-- START RECORDS SUPPLIED --

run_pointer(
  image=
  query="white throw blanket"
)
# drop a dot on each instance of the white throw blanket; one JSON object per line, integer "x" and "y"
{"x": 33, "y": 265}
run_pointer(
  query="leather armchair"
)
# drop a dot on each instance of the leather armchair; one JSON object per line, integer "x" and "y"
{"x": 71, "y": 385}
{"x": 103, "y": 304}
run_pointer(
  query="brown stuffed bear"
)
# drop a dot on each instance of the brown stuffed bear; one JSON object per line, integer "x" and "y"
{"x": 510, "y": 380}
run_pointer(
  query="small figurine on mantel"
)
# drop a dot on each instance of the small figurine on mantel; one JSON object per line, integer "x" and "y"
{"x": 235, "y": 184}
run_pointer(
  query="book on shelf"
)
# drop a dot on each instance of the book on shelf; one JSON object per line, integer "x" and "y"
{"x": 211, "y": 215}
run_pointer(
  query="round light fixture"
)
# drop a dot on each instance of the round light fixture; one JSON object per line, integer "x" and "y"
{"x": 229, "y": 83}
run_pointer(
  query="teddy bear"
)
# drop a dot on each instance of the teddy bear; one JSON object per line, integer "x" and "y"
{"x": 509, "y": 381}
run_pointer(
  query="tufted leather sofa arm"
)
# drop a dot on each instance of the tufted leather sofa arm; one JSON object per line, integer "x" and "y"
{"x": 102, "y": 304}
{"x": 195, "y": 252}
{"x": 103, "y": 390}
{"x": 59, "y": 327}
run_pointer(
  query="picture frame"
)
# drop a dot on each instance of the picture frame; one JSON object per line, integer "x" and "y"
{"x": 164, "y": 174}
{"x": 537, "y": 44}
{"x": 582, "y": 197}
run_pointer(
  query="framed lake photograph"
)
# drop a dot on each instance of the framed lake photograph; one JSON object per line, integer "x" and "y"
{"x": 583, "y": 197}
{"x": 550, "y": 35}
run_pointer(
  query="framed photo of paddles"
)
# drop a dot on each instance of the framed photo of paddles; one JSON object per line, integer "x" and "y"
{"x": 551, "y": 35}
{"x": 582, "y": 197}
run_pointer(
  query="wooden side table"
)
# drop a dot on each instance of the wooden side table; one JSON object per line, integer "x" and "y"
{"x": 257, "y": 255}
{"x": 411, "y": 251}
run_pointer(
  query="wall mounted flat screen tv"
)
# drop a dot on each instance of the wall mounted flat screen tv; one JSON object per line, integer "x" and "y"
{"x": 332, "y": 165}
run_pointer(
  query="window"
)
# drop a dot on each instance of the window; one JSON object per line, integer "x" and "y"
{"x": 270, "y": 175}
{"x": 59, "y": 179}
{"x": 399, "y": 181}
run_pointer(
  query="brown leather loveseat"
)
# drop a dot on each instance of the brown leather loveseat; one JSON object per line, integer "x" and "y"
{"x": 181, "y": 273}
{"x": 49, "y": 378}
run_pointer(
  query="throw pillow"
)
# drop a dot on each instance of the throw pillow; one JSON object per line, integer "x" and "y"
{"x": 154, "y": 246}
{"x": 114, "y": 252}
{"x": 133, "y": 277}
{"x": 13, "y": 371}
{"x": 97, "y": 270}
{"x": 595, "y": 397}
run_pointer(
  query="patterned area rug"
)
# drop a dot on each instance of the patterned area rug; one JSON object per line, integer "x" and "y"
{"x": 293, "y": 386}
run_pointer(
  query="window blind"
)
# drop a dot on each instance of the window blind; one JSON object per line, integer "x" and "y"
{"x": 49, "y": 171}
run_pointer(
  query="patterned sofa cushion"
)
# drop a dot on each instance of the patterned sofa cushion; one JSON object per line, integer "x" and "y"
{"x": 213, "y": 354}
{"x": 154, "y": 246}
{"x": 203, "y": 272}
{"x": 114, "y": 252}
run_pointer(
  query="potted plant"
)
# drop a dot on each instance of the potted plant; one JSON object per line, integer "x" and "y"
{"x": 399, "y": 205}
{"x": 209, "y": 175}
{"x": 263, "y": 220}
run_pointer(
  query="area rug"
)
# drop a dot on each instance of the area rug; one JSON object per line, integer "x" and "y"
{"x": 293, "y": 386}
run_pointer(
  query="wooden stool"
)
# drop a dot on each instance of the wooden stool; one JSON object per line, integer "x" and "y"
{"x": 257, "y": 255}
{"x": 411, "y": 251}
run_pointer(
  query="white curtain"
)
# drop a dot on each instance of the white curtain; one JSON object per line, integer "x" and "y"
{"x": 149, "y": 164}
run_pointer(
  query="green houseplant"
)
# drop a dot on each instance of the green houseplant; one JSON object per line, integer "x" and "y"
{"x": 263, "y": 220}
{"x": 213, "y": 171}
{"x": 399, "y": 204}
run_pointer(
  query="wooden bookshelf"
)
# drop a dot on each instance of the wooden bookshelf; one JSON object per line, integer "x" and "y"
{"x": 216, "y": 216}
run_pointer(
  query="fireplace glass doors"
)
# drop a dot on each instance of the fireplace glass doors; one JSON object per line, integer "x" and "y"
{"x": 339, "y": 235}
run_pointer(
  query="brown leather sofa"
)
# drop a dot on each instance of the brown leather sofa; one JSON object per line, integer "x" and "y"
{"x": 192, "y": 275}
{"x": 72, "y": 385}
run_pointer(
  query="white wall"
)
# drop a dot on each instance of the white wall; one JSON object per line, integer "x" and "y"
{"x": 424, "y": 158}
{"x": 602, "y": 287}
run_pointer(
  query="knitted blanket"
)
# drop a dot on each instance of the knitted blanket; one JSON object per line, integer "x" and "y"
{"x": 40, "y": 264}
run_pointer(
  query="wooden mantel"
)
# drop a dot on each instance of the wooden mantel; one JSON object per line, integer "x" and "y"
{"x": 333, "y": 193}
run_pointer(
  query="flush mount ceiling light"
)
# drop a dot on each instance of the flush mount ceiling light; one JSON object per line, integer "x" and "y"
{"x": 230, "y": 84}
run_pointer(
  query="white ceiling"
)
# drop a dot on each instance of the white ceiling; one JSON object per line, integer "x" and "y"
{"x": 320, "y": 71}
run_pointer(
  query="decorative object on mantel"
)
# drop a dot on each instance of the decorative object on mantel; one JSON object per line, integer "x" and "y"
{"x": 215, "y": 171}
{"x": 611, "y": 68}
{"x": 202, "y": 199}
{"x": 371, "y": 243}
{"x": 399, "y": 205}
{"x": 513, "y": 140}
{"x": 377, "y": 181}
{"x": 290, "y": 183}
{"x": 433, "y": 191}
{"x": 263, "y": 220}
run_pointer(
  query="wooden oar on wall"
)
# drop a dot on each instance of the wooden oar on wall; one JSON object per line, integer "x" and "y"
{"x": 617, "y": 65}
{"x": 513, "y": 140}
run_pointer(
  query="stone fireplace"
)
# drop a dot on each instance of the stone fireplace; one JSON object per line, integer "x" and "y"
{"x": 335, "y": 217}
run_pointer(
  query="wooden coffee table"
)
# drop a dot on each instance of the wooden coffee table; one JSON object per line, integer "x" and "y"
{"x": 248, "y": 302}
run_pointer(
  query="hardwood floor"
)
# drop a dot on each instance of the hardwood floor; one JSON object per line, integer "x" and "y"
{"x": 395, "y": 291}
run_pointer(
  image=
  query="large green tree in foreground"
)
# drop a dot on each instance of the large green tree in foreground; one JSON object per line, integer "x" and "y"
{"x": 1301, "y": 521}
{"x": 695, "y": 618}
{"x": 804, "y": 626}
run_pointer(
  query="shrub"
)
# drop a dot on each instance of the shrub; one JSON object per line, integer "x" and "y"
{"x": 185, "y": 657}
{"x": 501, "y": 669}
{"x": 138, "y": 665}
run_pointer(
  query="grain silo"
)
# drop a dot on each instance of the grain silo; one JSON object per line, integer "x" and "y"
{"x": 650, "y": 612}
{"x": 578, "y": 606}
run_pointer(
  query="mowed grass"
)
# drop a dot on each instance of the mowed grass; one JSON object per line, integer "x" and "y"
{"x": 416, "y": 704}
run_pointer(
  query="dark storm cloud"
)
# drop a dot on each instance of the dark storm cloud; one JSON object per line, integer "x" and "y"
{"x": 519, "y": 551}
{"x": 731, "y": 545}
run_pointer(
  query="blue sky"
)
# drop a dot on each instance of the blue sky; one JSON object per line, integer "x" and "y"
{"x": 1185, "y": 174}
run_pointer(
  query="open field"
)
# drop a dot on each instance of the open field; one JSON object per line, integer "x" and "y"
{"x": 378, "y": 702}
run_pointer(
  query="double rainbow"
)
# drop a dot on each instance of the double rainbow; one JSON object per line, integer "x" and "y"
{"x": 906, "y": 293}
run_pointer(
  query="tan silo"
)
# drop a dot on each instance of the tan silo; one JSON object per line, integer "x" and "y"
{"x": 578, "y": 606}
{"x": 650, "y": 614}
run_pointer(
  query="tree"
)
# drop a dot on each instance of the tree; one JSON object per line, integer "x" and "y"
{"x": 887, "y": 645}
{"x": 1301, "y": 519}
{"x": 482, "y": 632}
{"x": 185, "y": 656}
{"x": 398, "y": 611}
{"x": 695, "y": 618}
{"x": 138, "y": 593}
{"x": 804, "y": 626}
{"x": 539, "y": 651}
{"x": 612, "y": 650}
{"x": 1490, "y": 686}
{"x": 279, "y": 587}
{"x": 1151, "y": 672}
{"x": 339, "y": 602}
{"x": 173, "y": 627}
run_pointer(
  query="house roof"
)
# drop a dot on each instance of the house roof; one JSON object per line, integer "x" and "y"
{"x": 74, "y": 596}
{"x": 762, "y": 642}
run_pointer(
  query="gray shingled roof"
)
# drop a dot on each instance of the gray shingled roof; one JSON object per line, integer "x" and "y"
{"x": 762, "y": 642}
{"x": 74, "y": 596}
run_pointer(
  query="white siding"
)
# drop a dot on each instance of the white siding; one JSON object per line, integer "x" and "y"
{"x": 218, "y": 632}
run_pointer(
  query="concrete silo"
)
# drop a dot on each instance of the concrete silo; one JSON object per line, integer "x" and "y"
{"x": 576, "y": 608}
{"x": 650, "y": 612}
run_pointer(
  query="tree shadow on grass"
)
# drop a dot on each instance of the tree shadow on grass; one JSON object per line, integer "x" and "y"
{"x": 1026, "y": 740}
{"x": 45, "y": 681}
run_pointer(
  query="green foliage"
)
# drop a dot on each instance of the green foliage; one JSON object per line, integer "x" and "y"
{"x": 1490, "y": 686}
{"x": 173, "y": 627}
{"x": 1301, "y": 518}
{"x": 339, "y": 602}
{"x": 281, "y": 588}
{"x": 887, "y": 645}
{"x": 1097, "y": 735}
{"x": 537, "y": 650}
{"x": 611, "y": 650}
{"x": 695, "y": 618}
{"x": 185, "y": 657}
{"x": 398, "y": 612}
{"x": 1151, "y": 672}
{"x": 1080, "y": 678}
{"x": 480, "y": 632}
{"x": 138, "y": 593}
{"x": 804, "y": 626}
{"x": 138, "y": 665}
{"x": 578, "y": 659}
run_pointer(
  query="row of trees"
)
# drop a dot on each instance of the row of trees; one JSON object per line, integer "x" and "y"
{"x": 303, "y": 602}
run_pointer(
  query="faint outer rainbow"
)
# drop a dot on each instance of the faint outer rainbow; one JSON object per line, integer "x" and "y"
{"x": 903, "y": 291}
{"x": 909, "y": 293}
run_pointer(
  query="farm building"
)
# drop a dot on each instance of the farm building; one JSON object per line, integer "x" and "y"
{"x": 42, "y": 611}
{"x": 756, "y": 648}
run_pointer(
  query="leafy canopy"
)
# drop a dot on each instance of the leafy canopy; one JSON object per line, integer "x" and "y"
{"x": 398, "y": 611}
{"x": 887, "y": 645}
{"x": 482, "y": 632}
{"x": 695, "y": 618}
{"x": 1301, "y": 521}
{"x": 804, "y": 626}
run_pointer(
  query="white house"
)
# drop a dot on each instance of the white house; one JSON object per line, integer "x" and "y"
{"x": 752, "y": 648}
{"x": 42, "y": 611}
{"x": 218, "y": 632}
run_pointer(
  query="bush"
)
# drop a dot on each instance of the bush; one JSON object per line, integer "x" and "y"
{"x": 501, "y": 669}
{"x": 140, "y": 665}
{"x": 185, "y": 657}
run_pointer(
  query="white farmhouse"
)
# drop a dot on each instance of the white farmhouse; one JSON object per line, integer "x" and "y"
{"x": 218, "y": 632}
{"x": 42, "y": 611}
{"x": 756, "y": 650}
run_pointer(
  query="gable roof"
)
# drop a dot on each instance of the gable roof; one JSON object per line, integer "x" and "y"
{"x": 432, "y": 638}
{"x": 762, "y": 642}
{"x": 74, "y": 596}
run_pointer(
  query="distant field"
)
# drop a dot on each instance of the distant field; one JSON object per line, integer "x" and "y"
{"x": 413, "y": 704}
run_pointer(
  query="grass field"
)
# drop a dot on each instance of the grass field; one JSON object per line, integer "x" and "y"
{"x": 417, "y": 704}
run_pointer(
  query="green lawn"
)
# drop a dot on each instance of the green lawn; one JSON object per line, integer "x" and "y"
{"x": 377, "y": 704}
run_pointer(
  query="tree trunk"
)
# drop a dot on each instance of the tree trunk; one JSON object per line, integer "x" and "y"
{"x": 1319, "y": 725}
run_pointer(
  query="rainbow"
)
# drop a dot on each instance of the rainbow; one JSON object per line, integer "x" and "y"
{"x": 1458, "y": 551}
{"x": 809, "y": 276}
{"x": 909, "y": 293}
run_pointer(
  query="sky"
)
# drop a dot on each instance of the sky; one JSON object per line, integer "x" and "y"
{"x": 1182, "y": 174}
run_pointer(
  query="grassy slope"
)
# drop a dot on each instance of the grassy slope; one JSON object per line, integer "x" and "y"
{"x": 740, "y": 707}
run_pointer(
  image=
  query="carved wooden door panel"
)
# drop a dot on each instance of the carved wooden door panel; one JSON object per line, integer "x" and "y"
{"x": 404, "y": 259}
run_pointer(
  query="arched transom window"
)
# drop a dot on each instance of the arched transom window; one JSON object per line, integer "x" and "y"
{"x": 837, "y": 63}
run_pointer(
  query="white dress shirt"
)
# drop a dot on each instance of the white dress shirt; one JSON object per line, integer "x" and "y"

-- END RECORDS SUPPLIED --

### WRITTEN INSTRUCTION
Report how many lines of the saved entries contain the word "window". Give only the number.

### SOLUTION BELOW
6